The problem =>
Please edit the rows below so that every "rough mask" becomes "coarse mask", and leave everything else in them unchanged.

Stored data entries =>
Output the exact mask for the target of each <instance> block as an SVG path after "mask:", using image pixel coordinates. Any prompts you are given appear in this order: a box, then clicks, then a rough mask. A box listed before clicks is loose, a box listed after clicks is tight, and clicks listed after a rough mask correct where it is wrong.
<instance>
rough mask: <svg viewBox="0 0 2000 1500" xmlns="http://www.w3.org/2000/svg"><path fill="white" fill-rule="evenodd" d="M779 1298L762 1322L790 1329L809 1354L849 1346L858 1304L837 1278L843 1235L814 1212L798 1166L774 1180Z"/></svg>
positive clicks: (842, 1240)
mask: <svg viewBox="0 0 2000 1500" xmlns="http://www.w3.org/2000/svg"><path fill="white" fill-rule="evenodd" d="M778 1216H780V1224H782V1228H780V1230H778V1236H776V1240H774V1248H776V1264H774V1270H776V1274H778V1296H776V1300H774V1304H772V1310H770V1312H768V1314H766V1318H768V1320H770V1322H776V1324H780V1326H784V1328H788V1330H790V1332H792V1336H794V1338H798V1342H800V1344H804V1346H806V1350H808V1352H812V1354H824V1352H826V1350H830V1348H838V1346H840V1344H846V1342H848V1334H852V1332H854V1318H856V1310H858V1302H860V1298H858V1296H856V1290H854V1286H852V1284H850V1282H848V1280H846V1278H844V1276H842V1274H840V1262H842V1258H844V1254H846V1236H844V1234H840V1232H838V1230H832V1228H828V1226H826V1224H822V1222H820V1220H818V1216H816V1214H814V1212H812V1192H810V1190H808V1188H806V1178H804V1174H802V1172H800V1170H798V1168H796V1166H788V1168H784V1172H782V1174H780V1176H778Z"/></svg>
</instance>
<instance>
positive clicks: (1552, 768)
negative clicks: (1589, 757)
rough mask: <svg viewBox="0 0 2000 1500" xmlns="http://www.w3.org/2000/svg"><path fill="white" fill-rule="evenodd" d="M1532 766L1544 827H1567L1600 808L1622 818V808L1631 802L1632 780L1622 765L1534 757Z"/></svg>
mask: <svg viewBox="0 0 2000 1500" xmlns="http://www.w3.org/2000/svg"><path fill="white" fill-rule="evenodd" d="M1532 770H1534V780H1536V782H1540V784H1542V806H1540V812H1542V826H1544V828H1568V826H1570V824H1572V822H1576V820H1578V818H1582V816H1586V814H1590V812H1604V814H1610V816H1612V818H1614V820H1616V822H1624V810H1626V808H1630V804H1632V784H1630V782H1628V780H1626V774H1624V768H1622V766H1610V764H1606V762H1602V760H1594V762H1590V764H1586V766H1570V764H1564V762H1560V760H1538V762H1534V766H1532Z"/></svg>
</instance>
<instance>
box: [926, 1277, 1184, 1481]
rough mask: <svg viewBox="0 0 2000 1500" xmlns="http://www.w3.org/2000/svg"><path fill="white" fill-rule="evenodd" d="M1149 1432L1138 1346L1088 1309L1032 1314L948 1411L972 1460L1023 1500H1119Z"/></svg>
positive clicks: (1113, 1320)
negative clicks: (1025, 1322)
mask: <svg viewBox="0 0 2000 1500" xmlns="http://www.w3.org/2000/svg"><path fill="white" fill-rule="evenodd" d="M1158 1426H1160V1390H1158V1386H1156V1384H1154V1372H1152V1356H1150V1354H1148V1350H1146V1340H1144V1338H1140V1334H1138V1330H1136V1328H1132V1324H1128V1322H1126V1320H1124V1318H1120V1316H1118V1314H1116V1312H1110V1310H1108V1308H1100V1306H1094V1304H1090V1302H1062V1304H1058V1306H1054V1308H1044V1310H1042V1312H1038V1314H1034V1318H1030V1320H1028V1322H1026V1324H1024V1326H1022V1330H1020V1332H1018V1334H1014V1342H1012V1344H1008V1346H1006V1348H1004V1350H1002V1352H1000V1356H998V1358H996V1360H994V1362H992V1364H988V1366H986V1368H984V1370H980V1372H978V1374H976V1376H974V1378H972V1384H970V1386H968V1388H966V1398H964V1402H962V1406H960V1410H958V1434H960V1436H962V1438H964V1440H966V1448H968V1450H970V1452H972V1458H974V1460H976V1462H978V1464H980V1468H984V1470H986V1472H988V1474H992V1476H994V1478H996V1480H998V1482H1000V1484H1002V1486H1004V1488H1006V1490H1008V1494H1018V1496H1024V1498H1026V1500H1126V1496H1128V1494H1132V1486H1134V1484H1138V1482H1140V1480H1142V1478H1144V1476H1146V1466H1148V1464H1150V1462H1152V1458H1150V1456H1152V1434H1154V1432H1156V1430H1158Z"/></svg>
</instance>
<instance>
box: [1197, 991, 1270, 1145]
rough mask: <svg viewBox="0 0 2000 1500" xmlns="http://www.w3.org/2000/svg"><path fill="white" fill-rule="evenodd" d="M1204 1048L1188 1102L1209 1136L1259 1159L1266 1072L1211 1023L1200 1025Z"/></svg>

Exercise result =>
Output the exact mask for the target of each <instance> block as an SVG path after "mask:", using image pixel coordinates. Any prompts you are given appear in this order: a box, then clicks, then a coarse mask. A box listed before clicks is loose, a box listed after clicks is tight, and clicks listed after a coarse mask correct where it is wrong.
<instance>
coarse mask: <svg viewBox="0 0 2000 1500" xmlns="http://www.w3.org/2000/svg"><path fill="white" fill-rule="evenodd" d="M779 1298L762 1322L790 1329L809 1354L849 1346L858 1304L837 1278L843 1235L814 1212L798 1166L774 1180Z"/></svg>
positive clicks: (842, 1240)
mask: <svg viewBox="0 0 2000 1500" xmlns="http://www.w3.org/2000/svg"><path fill="white" fill-rule="evenodd" d="M778 1216H780V1224H782V1228H780V1230H778V1236H776V1240H774V1248H776V1264H774V1270H776V1274H778V1296H776V1300H774V1304H772V1310H770V1312H768V1314H766V1318H768V1320H770V1322H776V1324H780V1326H784V1328H788V1330H790V1332H792V1336H794V1338H798V1342H800V1344H804V1346H806V1350H808V1352H812V1354H824V1352H826V1350H830V1348H838V1346H840V1344H846V1342H848V1334H852V1332H854V1318H856V1310H858V1302H860V1298H858V1296H856V1290H854V1286H852V1284H850V1282H848V1280H846V1278H844V1276H842V1274H840V1262H842V1258H844V1254H846V1236H844V1234H840V1232H838V1230H832V1228H828V1226H826V1224H822V1222H820V1220H818V1216H816V1214H814V1212H812V1192H810V1190H808V1188H806V1178H804V1174H802V1172H800V1170H798V1168H796V1166H788V1168H784V1172H782V1174H780V1176H778Z"/></svg>
</instance>
<instance>
positive clicks: (1552, 768)
negative clicks: (1589, 757)
coarse mask: <svg viewBox="0 0 2000 1500" xmlns="http://www.w3.org/2000/svg"><path fill="white" fill-rule="evenodd" d="M1532 766L1544 827H1567L1600 808L1622 818V808L1631 802L1632 780L1622 765L1534 757Z"/></svg>
mask: <svg viewBox="0 0 2000 1500" xmlns="http://www.w3.org/2000/svg"><path fill="white" fill-rule="evenodd" d="M1532 770H1534V780H1536V782H1540V784H1542V806H1540V812H1542V826H1544V828H1568V826H1570V824H1572V822H1576V820H1578V818H1582V816H1586V814H1590V812H1604V814H1610V816H1612V818H1614V820H1616V822H1624V810H1626V808H1630V804H1632V784H1630V782H1628V780H1626V774H1624V768H1622V766H1610V764H1606V762H1602V760H1594V762H1590V764H1586V766H1570V764H1564V762H1560V760H1538V762H1534V766H1532Z"/></svg>
</instance>
<instance>
box: [926, 1277, 1184, 1481]
coarse mask: <svg viewBox="0 0 2000 1500" xmlns="http://www.w3.org/2000/svg"><path fill="white" fill-rule="evenodd" d="M1149 1432L1138 1346L1088 1309L1032 1314L948 1411L972 1460L1023 1500H1119Z"/></svg>
positive clicks: (1113, 1320)
negative clicks: (1025, 1322)
mask: <svg viewBox="0 0 2000 1500" xmlns="http://www.w3.org/2000/svg"><path fill="white" fill-rule="evenodd" d="M1158 1426H1160V1390H1158V1386H1156V1384H1154V1372H1152V1356H1150V1354H1148V1350H1146V1340H1144V1338H1140V1334H1138V1330H1136V1328H1132V1324H1128V1322H1126V1320H1124V1318H1120V1316H1118V1314H1116V1312H1110V1310H1108V1308H1100V1306H1094V1304H1090V1302H1062V1304H1058V1306H1054V1308H1044V1310H1042V1312H1038V1314H1034V1318H1030V1320H1028V1322H1026V1324H1024V1326H1022V1330H1020V1332H1018V1334H1014V1342H1012V1344H1008V1346H1006V1348H1004V1350H1002V1352H1000V1356H998V1358H996V1360H994V1362H992V1364H988V1366H986V1368H984V1370H980V1372H978V1374H976V1376H974V1378H972V1384H970V1386H968V1388H966V1398H964V1402H962V1406H960V1410H958V1434H960V1436H962V1438H964V1440H966V1448H968V1450H970V1452H972V1458H974V1460H976V1462H978V1464H980V1468H984V1470H986V1472H988V1474H992V1476H994V1478H996V1480H998V1482H1000V1484H1002V1486H1004V1488H1006V1490H1008V1494H1018V1496H1024V1498H1026V1500H1126V1496H1128V1494H1132V1486H1134V1484H1138V1482H1140V1480H1142V1478H1144V1476H1146V1466H1148V1464H1150V1462H1152V1458H1150V1456H1152V1434H1154V1432H1156V1430H1158Z"/></svg>
</instance>
<instance>
box: [1197, 991, 1270, 1145]
coarse mask: <svg viewBox="0 0 2000 1500" xmlns="http://www.w3.org/2000/svg"><path fill="white" fill-rule="evenodd" d="M1204 1048L1188 1102L1209 1136L1259 1159L1266 1072L1211 1023L1200 1025Z"/></svg>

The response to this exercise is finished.